- Task brief: Each entry should be quoted word for word, including every mark of punctuation.
********************
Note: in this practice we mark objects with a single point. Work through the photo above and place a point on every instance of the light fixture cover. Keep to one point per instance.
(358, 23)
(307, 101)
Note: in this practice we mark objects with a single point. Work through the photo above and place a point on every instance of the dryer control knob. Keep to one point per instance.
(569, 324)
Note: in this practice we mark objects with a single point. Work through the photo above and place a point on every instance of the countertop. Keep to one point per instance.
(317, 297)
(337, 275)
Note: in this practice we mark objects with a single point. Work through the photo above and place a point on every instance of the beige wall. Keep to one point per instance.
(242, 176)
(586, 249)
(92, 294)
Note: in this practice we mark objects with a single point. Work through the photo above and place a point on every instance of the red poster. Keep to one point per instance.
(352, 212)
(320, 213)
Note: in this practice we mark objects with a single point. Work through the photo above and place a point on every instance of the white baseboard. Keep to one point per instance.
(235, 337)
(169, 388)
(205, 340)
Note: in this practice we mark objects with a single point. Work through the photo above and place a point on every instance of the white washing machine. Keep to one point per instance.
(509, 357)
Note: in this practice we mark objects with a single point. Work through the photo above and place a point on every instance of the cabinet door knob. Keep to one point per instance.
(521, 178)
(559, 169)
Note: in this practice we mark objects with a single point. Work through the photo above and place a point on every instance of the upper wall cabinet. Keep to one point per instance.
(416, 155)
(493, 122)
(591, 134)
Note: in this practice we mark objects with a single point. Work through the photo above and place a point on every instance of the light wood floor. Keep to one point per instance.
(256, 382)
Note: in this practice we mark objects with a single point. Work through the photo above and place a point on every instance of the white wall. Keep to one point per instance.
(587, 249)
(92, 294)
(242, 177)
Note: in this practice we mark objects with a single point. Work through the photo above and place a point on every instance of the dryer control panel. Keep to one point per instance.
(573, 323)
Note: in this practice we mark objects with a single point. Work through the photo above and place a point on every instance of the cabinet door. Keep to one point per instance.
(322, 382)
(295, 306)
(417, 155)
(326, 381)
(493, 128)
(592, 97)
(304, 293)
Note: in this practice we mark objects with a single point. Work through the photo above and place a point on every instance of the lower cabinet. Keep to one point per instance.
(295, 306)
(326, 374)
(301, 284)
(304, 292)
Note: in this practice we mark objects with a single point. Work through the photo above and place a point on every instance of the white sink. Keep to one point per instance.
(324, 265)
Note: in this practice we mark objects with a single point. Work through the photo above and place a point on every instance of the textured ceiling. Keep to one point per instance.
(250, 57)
********************
- Result for this exercise:
Note: in this practice we mark objects with a single point. Work through the photo above and place a point on every instance of the light fixture cover. Keep to one point per instance.
(358, 23)
(307, 101)
Note: in this practice we mark objects with a single point. Work through the photo above and place a point on every instance of the dryer control knob. Keep to one point per instance.
(569, 324)
Note: in this practice we mark objects with a single point. Work through the photo above and place a point on every instance of the countertop. Keep to one point per instance.
(317, 297)
(337, 275)
Note: in this practice we mark objects with a single point. Work through the photo above and place a point on every instance of the beige wall. Keep to one point per instance.
(242, 176)
(586, 249)
(92, 294)
Note: in this practice we mark objects with a single point. Work through the photo above and place a point on every instance of the red poster. Keep to one point per instance.
(352, 212)
(320, 213)
Note: in this practice we mark objects with a single point. Work through the photo above and place a point on every instance of the white baseboard. Keep to one point per instance.
(235, 337)
(169, 388)
(205, 340)
Note: in this practice we mark objects with a single point. Work through the photo above and place a point on every instance of the white washing machine. Keep to one point per instance.
(509, 357)
Note: in this practice we mark objects with a single point. Work through the photo above and place a point on every instance of the cabinet door knob. Keep to one point per instance.
(521, 178)
(559, 169)
Note: in this practice we mark objects with a single point. Work through the photo above and place a point on every instance of the upper wall cabinet. Keep to one point per instance.
(416, 155)
(493, 122)
(591, 134)
Note: in this practice we mark objects with a single point. Work through the photo above and place a point on every instance of the light wood floor. Keep to one point per instance.
(256, 382)
Note: in this practice we mark objects with a single point. Work through the photo above and place a point on every instance of the white wall. Keep to one point per instance.
(587, 249)
(92, 294)
(242, 177)
Note: in this practice we mark objects with a single point. Work through the photo above and place a point on every instance of the dryer control panel. Keep to one point per instance.
(573, 323)
Note: in this practice we mark objects with a single point. Work through the photo above and place a point on every instance of the cabinet door. Keep to one point per instance.
(322, 382)
(295, 306)
(417, 155)
(326, 381)
(493, 128)
(592, 97)
(304, 293)
Note: in this practice we mark objects with a single point. Work through the photo above and place a point on every instance of the lower cabinet. Keep to one point per instance.
(295, 306)
(326, 374)
(301, 284)
(304, 292)
Note: in this practice we mark objects with a single point. Work through the photo above and place a point on every instance of the white sink. Keep to one point per instance.
(324, 265)
Note: in this practice we mark objects with a single point. Work through the photo above and place a point on every instance of the textured ceiling. Keep to one point per instance.
(250, 57)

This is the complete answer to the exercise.